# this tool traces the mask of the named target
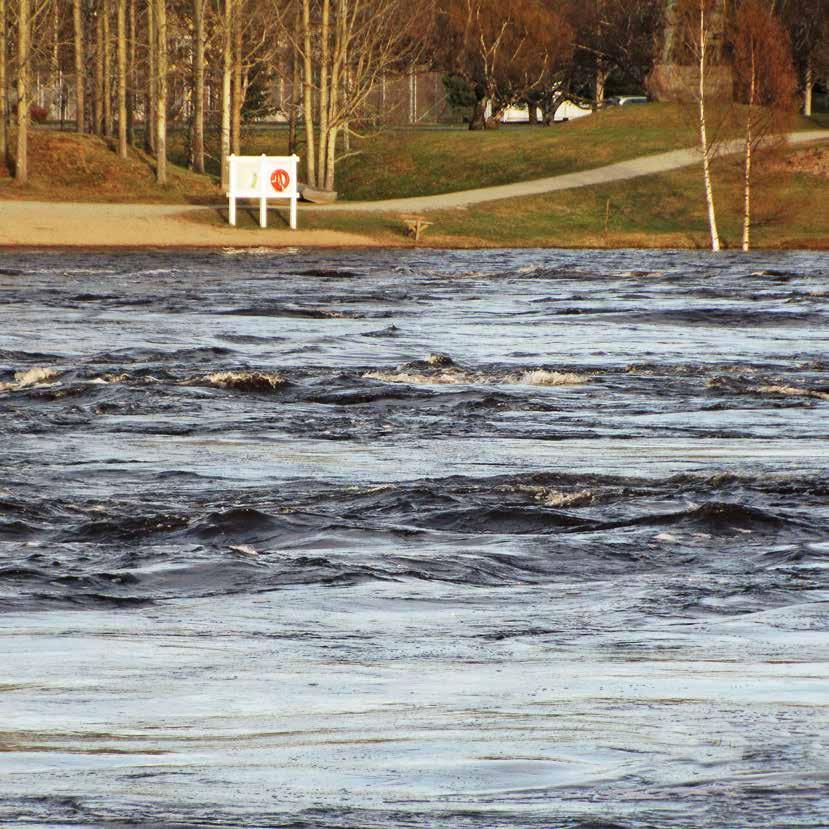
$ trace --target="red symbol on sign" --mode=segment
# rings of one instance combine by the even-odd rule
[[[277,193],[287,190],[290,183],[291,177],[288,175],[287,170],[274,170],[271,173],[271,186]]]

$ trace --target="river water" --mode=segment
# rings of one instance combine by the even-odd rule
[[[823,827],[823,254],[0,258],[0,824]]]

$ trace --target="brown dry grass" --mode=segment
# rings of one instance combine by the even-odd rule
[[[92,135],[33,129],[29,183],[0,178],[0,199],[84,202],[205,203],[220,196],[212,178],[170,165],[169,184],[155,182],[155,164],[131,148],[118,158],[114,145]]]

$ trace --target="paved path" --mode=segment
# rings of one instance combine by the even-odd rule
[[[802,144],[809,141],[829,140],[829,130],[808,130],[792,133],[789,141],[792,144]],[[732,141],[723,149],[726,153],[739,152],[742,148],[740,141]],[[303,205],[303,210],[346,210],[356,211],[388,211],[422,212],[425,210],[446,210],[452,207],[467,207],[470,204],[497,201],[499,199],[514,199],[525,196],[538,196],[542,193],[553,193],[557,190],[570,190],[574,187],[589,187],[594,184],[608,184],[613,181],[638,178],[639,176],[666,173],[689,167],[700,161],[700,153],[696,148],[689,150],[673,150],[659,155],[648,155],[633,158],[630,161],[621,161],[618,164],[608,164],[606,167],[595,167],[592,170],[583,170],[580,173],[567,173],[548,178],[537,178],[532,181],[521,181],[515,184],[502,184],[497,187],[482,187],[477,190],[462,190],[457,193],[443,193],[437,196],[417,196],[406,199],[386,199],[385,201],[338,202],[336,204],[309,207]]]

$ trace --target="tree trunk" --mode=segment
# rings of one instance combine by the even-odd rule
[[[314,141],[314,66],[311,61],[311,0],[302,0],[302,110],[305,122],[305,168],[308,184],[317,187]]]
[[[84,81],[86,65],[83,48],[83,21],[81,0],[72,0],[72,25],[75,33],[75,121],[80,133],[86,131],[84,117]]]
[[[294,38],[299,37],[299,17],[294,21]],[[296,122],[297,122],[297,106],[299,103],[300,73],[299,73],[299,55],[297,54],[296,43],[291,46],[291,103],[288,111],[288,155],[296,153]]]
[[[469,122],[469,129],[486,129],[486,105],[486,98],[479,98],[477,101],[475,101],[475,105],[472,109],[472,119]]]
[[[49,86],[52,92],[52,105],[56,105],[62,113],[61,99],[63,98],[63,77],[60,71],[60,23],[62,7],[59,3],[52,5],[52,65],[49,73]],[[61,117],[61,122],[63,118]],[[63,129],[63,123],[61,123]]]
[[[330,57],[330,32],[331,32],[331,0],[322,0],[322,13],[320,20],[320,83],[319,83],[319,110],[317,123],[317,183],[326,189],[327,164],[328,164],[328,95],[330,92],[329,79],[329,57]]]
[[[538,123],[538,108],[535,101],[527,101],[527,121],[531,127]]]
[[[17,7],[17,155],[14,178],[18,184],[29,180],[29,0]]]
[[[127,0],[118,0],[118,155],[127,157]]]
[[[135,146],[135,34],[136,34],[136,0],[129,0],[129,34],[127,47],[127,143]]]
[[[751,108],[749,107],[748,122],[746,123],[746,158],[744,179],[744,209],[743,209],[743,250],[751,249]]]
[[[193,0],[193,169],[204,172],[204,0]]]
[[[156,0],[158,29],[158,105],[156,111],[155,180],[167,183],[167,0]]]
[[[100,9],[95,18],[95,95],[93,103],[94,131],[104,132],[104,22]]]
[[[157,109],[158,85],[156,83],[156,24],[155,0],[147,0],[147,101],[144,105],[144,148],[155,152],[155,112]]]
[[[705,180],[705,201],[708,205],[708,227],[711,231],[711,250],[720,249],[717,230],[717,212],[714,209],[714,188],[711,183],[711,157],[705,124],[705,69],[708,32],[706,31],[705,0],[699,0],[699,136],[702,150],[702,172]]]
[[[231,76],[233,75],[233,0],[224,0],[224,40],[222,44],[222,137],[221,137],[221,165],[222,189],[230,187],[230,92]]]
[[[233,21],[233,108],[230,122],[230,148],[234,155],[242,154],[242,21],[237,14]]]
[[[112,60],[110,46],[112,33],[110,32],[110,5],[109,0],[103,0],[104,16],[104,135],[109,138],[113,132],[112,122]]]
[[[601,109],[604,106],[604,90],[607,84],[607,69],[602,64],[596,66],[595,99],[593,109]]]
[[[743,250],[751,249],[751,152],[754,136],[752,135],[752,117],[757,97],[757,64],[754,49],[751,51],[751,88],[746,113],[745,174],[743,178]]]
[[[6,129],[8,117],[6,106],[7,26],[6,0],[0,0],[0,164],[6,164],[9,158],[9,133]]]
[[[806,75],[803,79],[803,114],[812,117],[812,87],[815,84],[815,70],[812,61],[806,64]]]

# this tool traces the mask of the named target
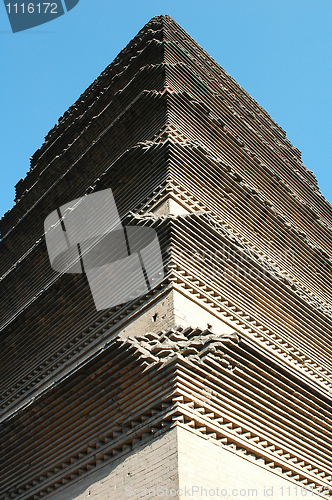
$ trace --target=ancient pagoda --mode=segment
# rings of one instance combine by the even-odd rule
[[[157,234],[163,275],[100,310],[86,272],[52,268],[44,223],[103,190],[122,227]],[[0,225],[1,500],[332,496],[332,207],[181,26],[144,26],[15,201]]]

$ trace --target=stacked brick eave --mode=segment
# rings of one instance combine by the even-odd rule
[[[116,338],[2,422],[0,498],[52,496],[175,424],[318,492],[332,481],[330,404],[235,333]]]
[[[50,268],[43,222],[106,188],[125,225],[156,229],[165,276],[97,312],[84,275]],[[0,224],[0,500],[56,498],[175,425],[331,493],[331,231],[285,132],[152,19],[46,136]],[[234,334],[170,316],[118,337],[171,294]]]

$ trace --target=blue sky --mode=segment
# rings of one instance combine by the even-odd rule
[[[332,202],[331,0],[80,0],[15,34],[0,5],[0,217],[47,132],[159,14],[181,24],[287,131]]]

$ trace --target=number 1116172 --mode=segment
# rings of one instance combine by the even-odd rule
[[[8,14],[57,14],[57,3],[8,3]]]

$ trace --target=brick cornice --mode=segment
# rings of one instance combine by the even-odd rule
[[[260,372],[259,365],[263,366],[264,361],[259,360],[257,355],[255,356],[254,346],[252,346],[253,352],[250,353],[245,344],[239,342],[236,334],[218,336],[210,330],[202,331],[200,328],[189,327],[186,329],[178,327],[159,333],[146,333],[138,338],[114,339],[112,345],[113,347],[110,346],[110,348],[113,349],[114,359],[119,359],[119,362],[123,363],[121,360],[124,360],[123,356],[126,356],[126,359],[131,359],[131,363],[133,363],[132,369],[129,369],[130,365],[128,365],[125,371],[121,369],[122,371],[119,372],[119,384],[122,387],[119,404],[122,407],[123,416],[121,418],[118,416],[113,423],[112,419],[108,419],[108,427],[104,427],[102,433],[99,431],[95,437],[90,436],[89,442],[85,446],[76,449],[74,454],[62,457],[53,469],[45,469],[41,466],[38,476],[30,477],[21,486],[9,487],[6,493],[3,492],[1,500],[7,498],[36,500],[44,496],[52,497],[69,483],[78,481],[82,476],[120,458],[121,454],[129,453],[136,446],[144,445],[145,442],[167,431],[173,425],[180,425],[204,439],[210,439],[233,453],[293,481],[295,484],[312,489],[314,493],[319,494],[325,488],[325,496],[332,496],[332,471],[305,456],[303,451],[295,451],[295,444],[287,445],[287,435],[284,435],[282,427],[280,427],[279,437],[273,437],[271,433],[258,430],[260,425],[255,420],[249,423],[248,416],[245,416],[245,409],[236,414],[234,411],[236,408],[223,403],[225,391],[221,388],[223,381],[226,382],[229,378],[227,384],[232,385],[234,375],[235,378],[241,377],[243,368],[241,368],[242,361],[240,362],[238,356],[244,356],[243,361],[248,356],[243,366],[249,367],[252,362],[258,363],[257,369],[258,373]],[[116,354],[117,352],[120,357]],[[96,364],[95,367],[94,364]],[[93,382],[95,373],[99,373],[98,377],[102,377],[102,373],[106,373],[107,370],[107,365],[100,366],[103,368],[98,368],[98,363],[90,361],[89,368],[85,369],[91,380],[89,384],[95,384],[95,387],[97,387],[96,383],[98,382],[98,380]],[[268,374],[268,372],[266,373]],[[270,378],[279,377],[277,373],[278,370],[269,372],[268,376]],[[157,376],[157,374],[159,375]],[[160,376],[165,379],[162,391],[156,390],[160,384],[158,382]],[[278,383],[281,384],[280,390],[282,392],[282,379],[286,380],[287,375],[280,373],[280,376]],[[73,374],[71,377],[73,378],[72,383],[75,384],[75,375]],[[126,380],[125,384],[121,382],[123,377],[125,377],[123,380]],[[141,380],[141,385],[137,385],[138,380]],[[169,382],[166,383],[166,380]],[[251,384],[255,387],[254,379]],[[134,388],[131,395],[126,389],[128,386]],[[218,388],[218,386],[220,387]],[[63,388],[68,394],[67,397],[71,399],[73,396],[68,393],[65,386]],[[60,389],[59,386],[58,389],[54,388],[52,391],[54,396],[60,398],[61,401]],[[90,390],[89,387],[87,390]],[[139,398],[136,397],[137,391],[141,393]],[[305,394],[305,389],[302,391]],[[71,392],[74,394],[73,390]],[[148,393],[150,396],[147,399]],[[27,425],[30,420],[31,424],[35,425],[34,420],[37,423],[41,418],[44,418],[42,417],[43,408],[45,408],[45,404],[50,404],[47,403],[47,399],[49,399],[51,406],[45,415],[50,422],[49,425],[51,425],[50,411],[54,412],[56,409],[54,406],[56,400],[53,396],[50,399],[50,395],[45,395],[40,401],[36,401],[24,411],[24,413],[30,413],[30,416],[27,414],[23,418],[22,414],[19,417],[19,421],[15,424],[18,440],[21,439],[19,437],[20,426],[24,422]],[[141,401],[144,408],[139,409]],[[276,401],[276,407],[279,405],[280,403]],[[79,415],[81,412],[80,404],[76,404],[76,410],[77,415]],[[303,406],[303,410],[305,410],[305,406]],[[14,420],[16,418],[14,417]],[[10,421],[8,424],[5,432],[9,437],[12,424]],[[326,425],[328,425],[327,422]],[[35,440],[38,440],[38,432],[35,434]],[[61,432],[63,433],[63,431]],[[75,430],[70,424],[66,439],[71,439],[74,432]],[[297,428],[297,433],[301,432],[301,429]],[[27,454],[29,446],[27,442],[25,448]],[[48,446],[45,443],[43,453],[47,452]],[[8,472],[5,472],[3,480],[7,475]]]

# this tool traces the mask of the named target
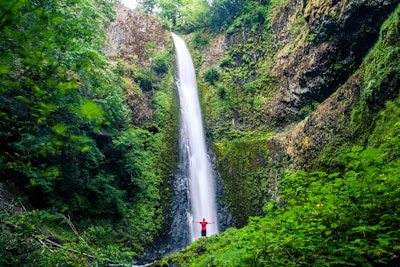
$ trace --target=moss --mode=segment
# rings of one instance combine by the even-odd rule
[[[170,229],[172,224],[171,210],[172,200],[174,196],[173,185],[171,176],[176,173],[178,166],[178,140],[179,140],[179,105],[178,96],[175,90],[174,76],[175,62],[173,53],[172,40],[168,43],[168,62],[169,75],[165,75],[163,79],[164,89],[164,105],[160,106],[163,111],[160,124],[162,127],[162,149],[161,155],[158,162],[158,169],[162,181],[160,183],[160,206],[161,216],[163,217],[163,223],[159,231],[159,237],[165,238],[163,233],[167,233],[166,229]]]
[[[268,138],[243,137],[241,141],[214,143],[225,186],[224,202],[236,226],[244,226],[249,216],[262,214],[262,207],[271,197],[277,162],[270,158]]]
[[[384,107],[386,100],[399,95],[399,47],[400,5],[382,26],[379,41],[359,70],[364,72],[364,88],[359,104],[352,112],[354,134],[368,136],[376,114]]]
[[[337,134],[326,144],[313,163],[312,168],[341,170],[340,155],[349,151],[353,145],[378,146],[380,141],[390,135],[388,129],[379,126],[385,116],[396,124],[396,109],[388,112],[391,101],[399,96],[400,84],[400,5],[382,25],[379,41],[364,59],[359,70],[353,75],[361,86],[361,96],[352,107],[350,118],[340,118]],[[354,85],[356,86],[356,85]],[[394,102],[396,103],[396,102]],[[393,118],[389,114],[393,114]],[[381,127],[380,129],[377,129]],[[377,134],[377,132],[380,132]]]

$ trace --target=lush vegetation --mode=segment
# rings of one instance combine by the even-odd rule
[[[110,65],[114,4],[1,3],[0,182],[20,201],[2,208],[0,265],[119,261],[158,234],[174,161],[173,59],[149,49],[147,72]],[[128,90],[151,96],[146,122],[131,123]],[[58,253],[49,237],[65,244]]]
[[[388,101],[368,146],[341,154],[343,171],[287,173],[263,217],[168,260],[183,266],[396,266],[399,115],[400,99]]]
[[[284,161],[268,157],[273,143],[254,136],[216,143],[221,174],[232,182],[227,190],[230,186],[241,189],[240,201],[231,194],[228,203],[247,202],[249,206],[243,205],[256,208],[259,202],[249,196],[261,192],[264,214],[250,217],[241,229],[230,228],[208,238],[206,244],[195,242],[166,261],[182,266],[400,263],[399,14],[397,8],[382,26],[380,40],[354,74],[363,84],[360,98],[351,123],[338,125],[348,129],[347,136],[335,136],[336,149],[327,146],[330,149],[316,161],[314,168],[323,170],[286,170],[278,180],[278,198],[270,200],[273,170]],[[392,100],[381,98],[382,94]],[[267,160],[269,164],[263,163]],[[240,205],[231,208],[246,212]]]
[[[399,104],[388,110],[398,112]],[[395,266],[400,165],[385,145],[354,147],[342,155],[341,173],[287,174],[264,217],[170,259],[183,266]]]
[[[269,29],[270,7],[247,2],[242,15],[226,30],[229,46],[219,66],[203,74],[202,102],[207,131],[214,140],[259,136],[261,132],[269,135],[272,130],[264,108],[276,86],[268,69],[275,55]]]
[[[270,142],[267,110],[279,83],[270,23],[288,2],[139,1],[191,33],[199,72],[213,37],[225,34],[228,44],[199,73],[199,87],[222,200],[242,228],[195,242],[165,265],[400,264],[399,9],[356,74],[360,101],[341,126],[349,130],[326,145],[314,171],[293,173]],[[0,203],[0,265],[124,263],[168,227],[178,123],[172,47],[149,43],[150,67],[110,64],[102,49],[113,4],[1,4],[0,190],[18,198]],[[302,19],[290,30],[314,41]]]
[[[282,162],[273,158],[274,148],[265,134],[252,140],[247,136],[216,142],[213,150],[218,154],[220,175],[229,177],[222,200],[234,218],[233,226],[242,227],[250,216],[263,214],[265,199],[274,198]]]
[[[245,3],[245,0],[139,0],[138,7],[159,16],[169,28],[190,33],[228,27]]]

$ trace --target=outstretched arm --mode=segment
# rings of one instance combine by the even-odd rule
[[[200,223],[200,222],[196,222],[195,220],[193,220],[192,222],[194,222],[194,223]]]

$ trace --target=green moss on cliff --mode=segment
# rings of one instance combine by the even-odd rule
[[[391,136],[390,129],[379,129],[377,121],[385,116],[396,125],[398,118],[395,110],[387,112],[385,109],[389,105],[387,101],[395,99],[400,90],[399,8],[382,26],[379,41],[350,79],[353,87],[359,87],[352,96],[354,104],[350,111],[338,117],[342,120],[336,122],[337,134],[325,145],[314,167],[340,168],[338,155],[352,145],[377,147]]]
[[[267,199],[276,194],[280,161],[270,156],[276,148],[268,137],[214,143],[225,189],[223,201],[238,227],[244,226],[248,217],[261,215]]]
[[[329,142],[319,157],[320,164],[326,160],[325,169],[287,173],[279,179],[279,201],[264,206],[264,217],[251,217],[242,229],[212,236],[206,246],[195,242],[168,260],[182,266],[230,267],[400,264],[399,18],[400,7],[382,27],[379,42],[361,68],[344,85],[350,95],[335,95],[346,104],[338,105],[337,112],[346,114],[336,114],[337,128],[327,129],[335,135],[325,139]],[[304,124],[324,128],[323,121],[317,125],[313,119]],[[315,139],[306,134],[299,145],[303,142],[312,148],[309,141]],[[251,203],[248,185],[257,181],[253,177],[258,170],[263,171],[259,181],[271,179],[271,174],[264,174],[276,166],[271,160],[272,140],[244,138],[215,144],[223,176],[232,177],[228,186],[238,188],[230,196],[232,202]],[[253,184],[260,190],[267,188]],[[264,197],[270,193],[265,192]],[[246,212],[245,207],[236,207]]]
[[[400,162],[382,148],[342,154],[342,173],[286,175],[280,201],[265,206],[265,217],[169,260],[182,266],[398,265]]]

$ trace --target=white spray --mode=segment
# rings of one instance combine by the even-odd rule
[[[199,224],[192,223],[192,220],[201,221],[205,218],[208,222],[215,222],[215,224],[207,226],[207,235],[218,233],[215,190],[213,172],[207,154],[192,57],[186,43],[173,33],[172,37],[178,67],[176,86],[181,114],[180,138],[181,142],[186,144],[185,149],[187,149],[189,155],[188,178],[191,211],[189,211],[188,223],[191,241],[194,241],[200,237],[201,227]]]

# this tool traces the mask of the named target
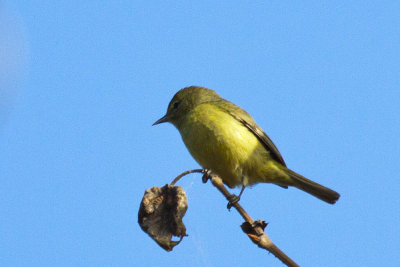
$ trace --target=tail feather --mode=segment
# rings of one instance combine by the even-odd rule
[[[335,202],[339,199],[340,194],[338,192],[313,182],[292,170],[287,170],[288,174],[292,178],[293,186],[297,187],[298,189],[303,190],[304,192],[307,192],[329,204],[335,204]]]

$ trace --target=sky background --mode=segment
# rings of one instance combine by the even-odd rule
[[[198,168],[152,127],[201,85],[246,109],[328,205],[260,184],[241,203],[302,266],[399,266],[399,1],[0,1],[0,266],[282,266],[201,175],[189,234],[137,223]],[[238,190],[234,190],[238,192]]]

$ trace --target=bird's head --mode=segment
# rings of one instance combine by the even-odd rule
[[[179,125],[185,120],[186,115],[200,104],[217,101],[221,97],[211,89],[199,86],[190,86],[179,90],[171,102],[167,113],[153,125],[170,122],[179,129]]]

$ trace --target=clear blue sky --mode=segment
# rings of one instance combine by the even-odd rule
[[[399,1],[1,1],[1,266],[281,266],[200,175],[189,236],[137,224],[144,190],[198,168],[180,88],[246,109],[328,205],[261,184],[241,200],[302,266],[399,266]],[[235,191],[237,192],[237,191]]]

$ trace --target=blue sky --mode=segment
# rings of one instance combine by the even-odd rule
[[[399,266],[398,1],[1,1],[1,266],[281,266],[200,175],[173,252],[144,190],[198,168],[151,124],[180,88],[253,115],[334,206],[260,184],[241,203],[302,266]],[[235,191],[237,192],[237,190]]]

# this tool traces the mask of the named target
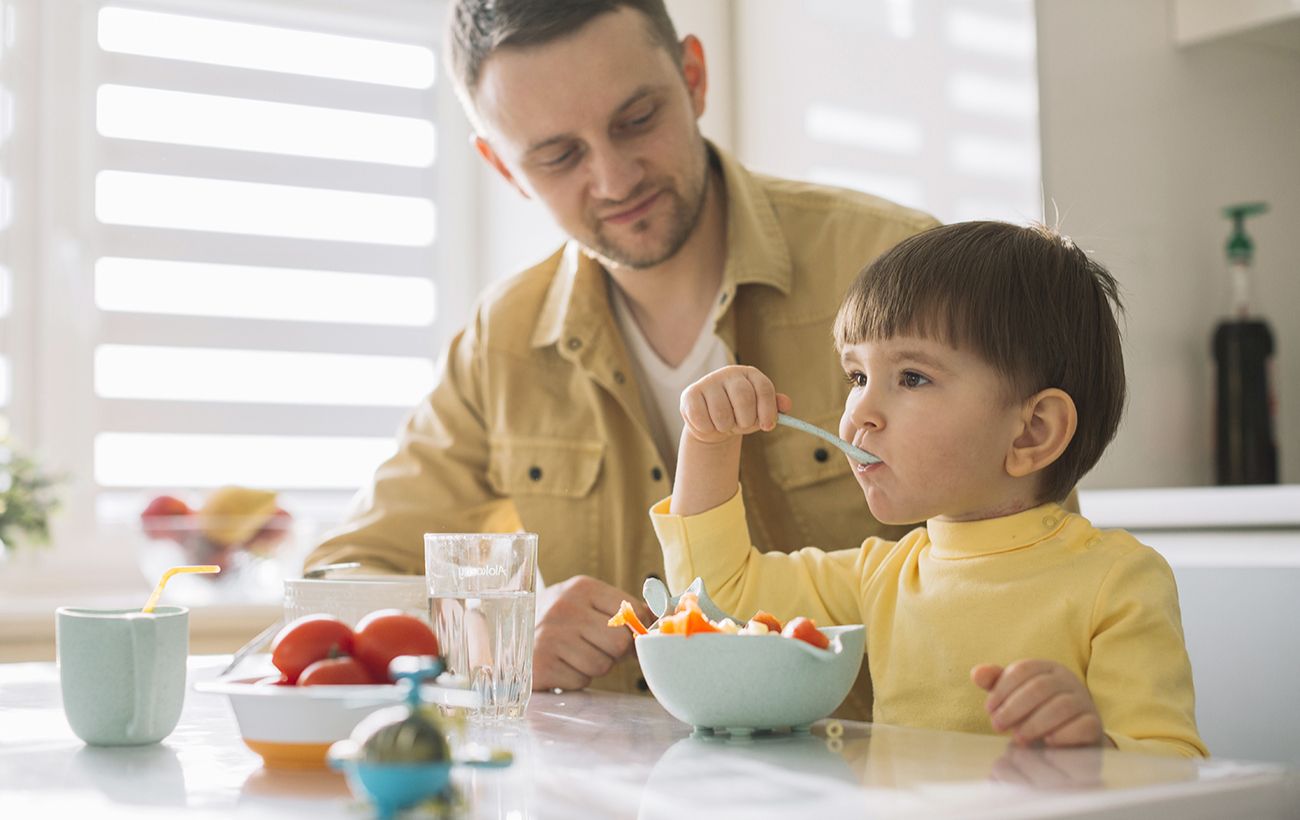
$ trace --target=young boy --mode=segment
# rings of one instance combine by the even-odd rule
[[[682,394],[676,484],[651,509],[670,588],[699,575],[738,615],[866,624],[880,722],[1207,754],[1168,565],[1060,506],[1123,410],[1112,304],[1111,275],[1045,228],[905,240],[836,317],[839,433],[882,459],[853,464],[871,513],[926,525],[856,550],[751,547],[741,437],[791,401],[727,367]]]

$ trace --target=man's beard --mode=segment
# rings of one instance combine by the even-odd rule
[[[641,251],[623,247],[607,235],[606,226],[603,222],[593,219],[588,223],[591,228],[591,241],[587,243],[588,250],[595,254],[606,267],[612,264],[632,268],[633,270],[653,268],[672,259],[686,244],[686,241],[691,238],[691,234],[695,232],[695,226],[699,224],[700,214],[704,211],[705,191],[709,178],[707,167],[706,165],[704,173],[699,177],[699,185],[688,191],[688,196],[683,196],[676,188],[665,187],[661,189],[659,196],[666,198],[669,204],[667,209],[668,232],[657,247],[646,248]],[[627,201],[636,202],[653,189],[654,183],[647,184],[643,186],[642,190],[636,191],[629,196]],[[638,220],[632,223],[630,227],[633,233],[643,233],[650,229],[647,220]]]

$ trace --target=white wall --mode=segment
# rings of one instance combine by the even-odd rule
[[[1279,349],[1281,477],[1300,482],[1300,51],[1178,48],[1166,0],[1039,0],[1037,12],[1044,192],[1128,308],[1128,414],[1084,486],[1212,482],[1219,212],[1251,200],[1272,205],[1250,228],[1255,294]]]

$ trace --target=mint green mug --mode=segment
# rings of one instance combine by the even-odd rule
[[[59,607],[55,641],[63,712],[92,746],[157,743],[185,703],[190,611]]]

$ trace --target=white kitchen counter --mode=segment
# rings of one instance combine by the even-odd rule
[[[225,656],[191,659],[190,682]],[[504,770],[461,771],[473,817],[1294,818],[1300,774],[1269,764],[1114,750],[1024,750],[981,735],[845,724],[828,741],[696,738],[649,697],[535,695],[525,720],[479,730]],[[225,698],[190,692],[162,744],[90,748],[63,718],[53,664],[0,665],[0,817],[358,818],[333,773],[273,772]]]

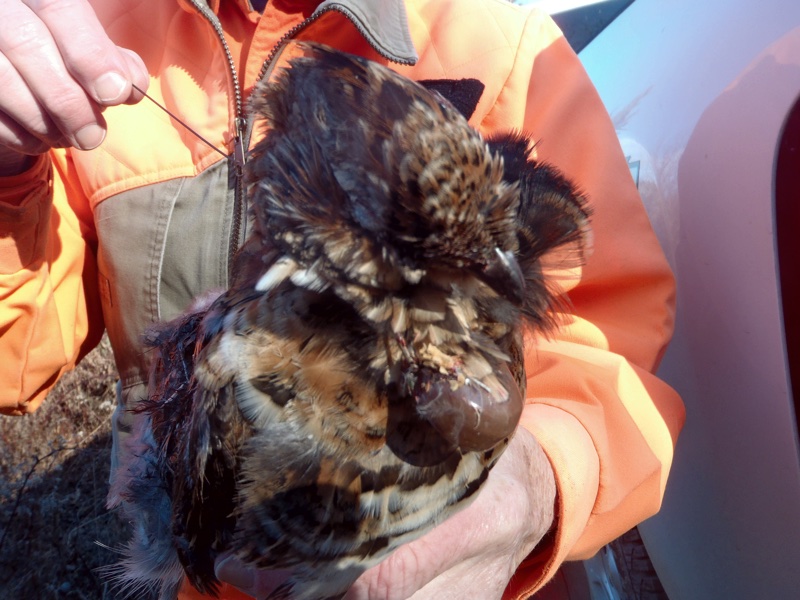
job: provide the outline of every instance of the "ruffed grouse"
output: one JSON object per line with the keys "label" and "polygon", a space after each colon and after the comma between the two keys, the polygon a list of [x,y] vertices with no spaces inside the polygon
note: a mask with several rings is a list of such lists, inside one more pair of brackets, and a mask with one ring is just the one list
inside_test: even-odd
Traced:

**Task goal:**
Look through the records for the string "white". Copy every line that has it.

**Answer to the exercise:**
$ trace --target=white spray --mode=segment
$ trace --target=white wall --mode=segment
$ trace --target=white kitchen counter --mode=segment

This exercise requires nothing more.